=== TEKS SUMBER ===
---

Tangani Kasus Perempuan Sebagai Korban? Advokat Perlu Perspektif Ini

Corporate law firm perlu menyiapkan infrastruktur dan memperkuat perspektif.

Moh. Dani Pratama Huzaini
Bacaan 2 Menit
Acara diskusi tentang peran perempuan dalam pemberian pro bono. Foto: HOL
Acara diskusi tentang peran perempuan dalam pemberian pro bono. Foto: HOL

Diskusi “Peran dan Pemberdayaan Perempuan dalam Meningkatkan Kultur Pro Bono” yang diselenggarakan hukumonline, Senin (1/4) menjadi ajang berbagi pengalaman dan menaruh harapan bagi advokat. Para peserta memberikan sejumlah masukan tentang kerja bantuan hukum pro bono, masalah yang dihadapi, dan perlunya perspektif dalam kasus perempuan sebagai korban.

 

Advokat publik dari Lembaga Bantuan Hukum (LBH) Jakarta Pratiwi Febry, bercerita tentang karakteristik penanganan sejumlah tindak pidana seperti kekerasan seksual dan Kekerasan Dalam Rumah Tangga (KDRT) yang menempatkan perempuan dan anak sebagai korban. Menurut dia, tidak mudah menangani korban kekerasan seksual yang menimpa seorang perempuan. Selain aspek hukum yang perlu diperjuangkan melalui mekanisme peradilan, advokat pendamping juga harus perspektif gender dan perspektif korban.

 

“Apakah mereka (advokat) memikirkan bagaimana soal pemulihan trauma perempuan (korban)? Apakah korban nyaman ditangani oleh lawyer laki-laki? Itu kan bukan cuma bicara perspektif gender saja tapi juga sensitif korban,” ujar aktivis yang kerap disapa Tiwi ini ketika berbincang dengan hukumonline, sesaat setelah diskusi berlangsung.

 

(Baca juga: Alami Kekerasan dan Pelecahan? Kini, akan Ada Aplikasi ‘Penolongnya’)

 

Menurut Tiwi, isu pengarusutamaan perspektif korban dan gender harus menjadi perhatian ketika advokat pendamping menangani seorang perempuan yang menjadi korban tindak pidana KDRT dan kekerasan seksual. Misalnya, bagaimana perempuan yang menjadi korban membangun segenap keberanian untuk melaporkan peristiwa yang menimpa dirinya.

 

Tiwi bercerita, dalam penanganan kasus kekerasan seksual, aparat tidak jarang menggunakan gestur dan bahasa yang cenderung ‘seksis’ terhadap korban perempuan guna memperoleh informasi. Misalnya, saat melakukan pemeriksaan, penyidik mengajukan pertanyaan: Anda berpakaian apa saat terjadi kasus kekerasan? Pertanyaan semacam ini, kata Tiwi, harusnya dikritisi langsung oleh advokat pendamping.

---

=== BAHAN ===
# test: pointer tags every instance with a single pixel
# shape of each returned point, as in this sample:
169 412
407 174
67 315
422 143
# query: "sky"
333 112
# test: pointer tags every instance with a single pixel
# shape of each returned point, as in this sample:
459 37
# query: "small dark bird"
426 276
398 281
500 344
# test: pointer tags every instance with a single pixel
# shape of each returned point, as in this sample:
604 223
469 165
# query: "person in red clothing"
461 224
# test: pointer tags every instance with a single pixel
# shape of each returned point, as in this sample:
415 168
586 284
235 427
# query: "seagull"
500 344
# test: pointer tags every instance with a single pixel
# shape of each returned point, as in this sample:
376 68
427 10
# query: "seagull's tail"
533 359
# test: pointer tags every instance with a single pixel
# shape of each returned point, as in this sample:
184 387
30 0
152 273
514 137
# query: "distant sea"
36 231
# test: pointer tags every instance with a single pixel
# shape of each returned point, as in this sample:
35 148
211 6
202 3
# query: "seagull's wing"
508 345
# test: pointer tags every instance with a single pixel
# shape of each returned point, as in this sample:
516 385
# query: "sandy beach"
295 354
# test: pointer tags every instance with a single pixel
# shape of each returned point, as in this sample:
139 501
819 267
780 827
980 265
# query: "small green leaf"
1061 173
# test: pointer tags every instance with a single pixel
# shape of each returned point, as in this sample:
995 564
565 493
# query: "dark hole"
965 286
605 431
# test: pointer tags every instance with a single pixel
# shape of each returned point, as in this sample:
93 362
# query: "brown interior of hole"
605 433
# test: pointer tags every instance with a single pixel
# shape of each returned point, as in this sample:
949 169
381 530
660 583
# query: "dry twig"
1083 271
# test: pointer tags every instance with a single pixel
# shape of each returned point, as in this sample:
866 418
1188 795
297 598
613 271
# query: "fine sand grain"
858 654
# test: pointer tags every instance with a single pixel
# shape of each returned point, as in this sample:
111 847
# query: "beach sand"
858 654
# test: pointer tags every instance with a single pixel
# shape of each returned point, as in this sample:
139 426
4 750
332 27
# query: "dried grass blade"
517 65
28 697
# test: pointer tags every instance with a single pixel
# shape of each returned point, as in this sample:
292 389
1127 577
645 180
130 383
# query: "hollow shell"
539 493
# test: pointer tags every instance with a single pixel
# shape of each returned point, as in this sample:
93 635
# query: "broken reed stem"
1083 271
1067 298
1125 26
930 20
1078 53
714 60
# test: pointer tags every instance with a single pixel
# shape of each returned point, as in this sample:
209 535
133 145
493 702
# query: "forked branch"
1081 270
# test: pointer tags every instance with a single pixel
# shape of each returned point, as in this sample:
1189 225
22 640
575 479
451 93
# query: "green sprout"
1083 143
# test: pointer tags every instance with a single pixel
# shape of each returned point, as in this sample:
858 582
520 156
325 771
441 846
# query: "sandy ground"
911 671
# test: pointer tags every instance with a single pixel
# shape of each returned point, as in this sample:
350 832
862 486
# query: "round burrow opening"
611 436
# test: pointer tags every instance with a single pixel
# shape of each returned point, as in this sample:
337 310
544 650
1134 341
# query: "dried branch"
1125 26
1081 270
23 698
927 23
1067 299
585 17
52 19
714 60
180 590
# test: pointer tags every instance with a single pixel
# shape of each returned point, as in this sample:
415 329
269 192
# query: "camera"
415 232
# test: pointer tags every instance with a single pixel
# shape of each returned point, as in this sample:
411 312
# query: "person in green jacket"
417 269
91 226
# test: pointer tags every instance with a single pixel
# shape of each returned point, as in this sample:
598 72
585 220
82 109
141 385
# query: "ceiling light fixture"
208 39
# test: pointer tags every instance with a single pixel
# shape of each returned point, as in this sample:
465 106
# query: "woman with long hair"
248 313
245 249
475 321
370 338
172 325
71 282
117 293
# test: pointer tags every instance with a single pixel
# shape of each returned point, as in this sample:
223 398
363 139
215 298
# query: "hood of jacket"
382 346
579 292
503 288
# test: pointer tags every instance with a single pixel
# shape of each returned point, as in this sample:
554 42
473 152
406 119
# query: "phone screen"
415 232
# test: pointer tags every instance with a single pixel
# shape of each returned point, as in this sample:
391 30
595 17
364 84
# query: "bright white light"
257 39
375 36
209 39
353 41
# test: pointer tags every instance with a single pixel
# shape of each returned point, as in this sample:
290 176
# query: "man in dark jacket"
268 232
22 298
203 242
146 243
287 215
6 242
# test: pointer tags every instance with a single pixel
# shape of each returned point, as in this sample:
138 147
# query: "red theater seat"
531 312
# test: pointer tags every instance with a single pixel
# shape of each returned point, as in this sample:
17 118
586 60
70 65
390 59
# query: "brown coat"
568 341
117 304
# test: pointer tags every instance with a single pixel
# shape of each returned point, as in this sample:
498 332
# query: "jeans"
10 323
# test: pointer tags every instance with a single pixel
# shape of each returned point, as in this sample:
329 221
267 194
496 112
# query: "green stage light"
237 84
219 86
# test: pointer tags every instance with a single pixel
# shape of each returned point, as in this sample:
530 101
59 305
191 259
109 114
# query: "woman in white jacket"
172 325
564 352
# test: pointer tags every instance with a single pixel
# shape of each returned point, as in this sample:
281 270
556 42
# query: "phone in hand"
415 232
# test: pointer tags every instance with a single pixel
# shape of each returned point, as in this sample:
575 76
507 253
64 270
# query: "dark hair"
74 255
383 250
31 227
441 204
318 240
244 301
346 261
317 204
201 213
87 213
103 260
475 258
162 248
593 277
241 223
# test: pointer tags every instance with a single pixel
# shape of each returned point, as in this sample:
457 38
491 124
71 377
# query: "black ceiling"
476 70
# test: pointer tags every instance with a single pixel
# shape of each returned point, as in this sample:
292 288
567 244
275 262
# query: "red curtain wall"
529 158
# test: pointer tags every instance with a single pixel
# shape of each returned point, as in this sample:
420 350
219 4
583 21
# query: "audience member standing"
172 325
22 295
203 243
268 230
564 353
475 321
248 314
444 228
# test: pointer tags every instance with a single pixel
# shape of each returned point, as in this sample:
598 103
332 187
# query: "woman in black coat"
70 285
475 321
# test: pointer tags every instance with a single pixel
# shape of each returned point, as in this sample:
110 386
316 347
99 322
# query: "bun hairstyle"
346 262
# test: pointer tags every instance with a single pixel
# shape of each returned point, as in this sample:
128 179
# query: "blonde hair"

---

=== PERINTAH TUGAS ===
Lanjutkan teks tentang perspektif advokat dalam menangani perempuan korban, mulai setelah kalimat terakhir yang tercantum. Item-item tersebut tidak dipakai di sini.

=== JAWABAN TUGAS ===
Dalam kasus KDRT, Tiwi melihat adanya pola-pola yang harus dipahami seorang advokat. Tujuannya agar dapat memberikan advice yang tidak hanya tepat tapi juga holistik sehingga dapat memenuhi rasa keadilan terhadap korban atau rumah tangga yang dijalani. Setelah melalui fase pemilihan secara fisik dan psikis, korban memutuskan tidak malanjutkan kasus yang menimpa dirinya. Hal ini bisa terjadi karena pandangan dari korban perempuan terkait nasib rumah tangga dan juga anaknya apabila suaminya sampai dipenjara akibat KDRT.

 

Lebih jauh lagi, Tiwi mendorong pemahamaan atas perspektif korban atau gender di kalangan aparat penegak hokum: advokat, polisi, jaksa, hingga hakim. Mahkamah Agung telah mengeluarkan Peraturan Mahkamah Agung (Perma) No. 3 Tahun 2017 tentang Pedoman Mengadili Perkara Perempuan Berhadapan dengan Hukum, Tiwi berharap Kejaksaan Agung dan Kepolisian juga membuat aturan sektoral dalam penanganan kasus yang berhubungan dengan perempuan.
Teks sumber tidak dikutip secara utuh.